I met Jan on the Crescent City Amtrak train. I was going to my brother’s college graduation in D.C., and she was heading home to the Big Easy after making art gallery rounds in Manhattan. We struck up a conversation in the bar car, and have been lifelong friends ever since. She was with me in the mid-1980s when we fell upon the dignified yet decrepit plantation, Ashland-Belle Helene, which inspired my debut novel, Plantation Shudders: A Cajun Country Mystery. Jan and I attended my one and only ticker tape parade when the Mets won the World Series in 1986. Next to this paragraph is the fabulous wedding present Jan sent when I got married in 1994.

Jan’s work is interdisciplinary. She often develops public art projects aimed at audiences that wouldn’t set foot in a gallery or museum setting, frequently collaborating with other artists. Here's an example from Louisiana Prayer Flags, a series she’s co-created with Babette Beaullieu. (Jan and Babette are also finalizing details to participate in the first Experience Louisiana Festival in Eunice this fall, which sounds amazing!)

Vestiges/trinitas, another collaboration, began in 1984 as a way for New Orleans writers and visual artists to investigate the interconnection of image and text. Jan and fellow artist Debra Howell, who founded the Vestiges Project, will be commemorating Hurricane Katrina’s tenth anniversary with the exhibit, Marking Memories 2005-2015, at Reese Gallery in St. Louis, Missouri.

Jan could be in New York. She could be in L.A. But she’s not. She remains in New Orleans, which her family has called home since the mid-1800s. What keeps her there? “Its unvarnished sensibility, the realness,” she says. “Oh, and its ritualistic celebration of everything, even death. It is HOME, and deeply resonant in every way.”

— INFORMATION SHOWN —

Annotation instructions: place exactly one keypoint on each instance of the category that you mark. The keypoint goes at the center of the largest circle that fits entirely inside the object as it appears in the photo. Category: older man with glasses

— GOAL —
Please condense the paragraph in the piece about Jan that begins "Jan’s work is interdisciplinary" into a short bulleted list that keeps its main facts. The material here is separate from the piece about Jan.

— REPLY TO THE TASK —
- Jan's work is interdisciplinary.
- Her public art projects often target people who wouldn't visit a gallery or museum.
- She frequently collaborates with other artists, for example on Louisiana Prayer Flags, a series co-created with Babette Beaullieu.
- Jan and Babette are finalizing details to take part in the first Experience Louisiana Festival in Eunice this fall.